[Instructions for the task]
Convert every line of the entries below into a Markdown table with the columns "Row" and "Text", numbering the rows in order and leaving out blank lines.
====== Records supplied
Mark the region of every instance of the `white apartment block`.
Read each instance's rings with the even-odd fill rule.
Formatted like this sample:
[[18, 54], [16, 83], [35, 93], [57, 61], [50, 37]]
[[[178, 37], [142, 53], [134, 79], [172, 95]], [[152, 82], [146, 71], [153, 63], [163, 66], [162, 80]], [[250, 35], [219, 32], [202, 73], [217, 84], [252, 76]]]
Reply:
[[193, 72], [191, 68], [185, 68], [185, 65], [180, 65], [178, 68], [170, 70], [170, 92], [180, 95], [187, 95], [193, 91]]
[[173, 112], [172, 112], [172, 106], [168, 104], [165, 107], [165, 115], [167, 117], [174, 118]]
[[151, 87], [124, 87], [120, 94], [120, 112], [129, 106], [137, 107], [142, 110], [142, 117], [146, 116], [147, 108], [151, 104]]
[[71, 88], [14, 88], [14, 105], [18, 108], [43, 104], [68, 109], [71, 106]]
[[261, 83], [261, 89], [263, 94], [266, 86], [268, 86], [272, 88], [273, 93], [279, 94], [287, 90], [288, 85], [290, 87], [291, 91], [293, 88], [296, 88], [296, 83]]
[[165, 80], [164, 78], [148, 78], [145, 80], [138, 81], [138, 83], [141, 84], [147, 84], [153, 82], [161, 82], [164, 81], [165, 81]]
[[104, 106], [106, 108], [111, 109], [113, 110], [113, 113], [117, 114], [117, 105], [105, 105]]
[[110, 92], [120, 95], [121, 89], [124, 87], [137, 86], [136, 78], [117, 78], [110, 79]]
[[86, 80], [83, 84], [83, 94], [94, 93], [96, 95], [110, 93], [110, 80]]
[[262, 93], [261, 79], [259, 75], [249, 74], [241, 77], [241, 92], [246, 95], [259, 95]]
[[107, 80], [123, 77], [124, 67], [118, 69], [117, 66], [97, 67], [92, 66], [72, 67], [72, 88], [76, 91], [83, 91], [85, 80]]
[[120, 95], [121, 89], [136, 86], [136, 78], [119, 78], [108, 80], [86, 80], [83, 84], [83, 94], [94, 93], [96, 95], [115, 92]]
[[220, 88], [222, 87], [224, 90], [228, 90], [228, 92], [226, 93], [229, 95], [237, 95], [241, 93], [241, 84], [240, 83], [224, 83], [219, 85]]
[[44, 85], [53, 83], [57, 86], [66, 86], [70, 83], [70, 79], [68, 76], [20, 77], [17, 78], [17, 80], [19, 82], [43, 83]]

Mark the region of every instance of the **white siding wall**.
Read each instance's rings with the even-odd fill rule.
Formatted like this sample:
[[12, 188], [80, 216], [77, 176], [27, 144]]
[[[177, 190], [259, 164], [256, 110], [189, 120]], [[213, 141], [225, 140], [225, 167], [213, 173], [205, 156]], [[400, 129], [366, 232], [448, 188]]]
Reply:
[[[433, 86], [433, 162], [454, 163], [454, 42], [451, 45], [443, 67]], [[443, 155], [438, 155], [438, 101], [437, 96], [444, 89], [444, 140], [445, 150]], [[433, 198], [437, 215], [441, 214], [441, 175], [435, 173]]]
============
[Expected answer]
| Row | Text |
|---|---|
| 1 | Mark the region of every instance of the `white apartment block`. |
| 2 | Read each instance's rings with the even-odd fill rule. |
| 3 | Formatted like this sample: |
| 4 | [[18, 54], [16, 83], [35, 93], [57, 61], [50, 37]] |
| 5 | [[[178, 37], [142, 53], [134, 79], [172, 95]], [[152, 82], [146, 71], [153, 63], [163, 66], [162, 80]], [[250, 35], [219, 32], [202, 73], [217, 84], [252, 76]]] |
| 6 | Reply: |
| 7 | [[193, 72], [191, 68], [185, 68], [185, 65], [180, 65], [178, 68], [170, 70], [170, 92], [180, 95], [187, 95], [193, 91]] |
| 8 | [[173, 112], [172, 112], [172, 106], [168, 104], [165, 107], [165, 115], [167, 117], [174, 118]] |
| 9 | [[151, 87], [124, 87], [120, 94], [120, 112], [129, 106], [137, 107], [142, 110], [142, 117], [146, 116], [147, 108], [151, 104]] |
| 10 | [[71, 88], [14, 88], [14, 105], [18, 108], [43, 104], [68, 109], [71, 106]] |
| 11 | [[261, 83], [261, 89], [263, 94], [266, 86], [268, 86], [272, 88], [273, 93], [279, 94], [287, 90], [288, 85], [290, 87], [291, 91], [293, 88], [296, 88], [296, 83]] |
| 12 | [[165, 80], [164, 78], [148, 78], [145, 80], [138, 81], [138, 83], [141, 84], [147, 84], [153, 82], [161, 82], [164, 81], [165, 81]] |
| 13 | [[104, 106], [106, 108], [111, 109], [113, 110], [113, 113], [117, 114], [117, 105], [105, 105]] |
| 14 | [[110, 92], [120, 95], [121, 89], [124, 87], [137, 86], [136, 78], [117, 78], [110, 79]] |
| 15 | [[86, 80], [83, 84], [83, 94], [94, 93], [96, 95], [110, 93], [110, 80]] |
| 16 | [[262, 93], [261, 79], [259, 75], [249, 74], [241, 77], [241, 92], [246, 95], [259, 95]] |
| 17 | [[107, 80], [123, 77], [124, 67], [118, 69], [117, 66], [97, 67], [92, 66], [72, 67], [72, 88], [76, 91], [83, 91], [85, 80]] |
| 18 | [[120, 95], [121, 89], [136, 86], [136, 78], [119, 78], [108, 80], [86, 80], [83, 84], [83, 94], [94, 93], [96, 95], [115, 92]] |
| 19 | [[220, 88], [222, 87], [224, 90], [228, 90], [228, 92], [226, 93], [229, 95], [237, 95], [241, 93], [241, 84], [240, 83], [224, 83], [219, 85]] |
| 20 | [[44, 85], [53, 83], [57, 86], [66, 86], [70, 83], [70, 79], [68, 76], [20, 77], [17, 78], [17, 80], [19, 82], [43, 83]] |
| 21 | Mark the region of every instance of the **white siding wall**. |
| 22 | Read each instance's rings with the even-odd fill rule. |
| 23 | Formatted like this sample: |
| 24 | [[12, 188], [80, 216], [77, 176], [27, 144]] |
| 25 | [[[177, 190], [259, 164], [256, 110], [189, 120]], [[213, 141], [225, 140], [225, 167], [213, 173], [205, 156]], [[400, 129], [366, 232], [448, 188]]] |
| 26 | Reply: |
| 27 | [[[433, 86], [433, 162], [454, 163], [454, 42], [451, 45], [443, 67]], [[443, 155], [438, 155], [438, 101], [437, 96], [444, 89], [444, 140], [445, 150]], [[433, 198], [437, 215], [441, 214], [441, 175], [435, 173]]] |